Below are records; quote them exactly from the first line through the line that contains "Target: second racing car".

[Start of section]

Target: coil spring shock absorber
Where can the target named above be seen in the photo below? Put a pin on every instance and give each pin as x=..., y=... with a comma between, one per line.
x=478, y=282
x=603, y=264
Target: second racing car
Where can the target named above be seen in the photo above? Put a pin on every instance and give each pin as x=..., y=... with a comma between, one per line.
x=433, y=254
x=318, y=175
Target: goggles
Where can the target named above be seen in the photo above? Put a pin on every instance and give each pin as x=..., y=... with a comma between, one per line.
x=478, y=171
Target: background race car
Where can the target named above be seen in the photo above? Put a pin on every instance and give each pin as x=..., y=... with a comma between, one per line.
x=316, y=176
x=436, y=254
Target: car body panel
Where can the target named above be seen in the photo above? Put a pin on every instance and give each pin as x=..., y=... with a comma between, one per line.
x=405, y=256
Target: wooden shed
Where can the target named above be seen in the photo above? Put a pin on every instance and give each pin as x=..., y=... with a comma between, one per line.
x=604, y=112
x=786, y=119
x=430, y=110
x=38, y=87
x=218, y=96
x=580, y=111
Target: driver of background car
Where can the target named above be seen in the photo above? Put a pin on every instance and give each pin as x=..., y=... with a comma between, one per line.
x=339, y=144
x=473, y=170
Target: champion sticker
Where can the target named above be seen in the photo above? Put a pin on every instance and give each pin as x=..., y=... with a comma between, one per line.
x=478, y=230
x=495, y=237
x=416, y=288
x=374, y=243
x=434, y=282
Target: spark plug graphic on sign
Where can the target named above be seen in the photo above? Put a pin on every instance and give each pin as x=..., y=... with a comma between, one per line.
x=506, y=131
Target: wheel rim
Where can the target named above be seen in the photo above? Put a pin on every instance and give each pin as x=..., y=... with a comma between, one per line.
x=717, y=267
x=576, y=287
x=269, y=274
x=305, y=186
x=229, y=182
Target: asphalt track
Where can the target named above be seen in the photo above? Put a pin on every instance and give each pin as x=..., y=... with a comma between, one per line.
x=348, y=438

[End of section]

» **Result of this exercise**
Target: coil spring shock absorber
Where can the target named above be seen in the photo below? Put a pin on every instance and give each pin as x=..., y=... with a comma between, one per line.
x=478, y=282
x=603, y=264
Target: second racing car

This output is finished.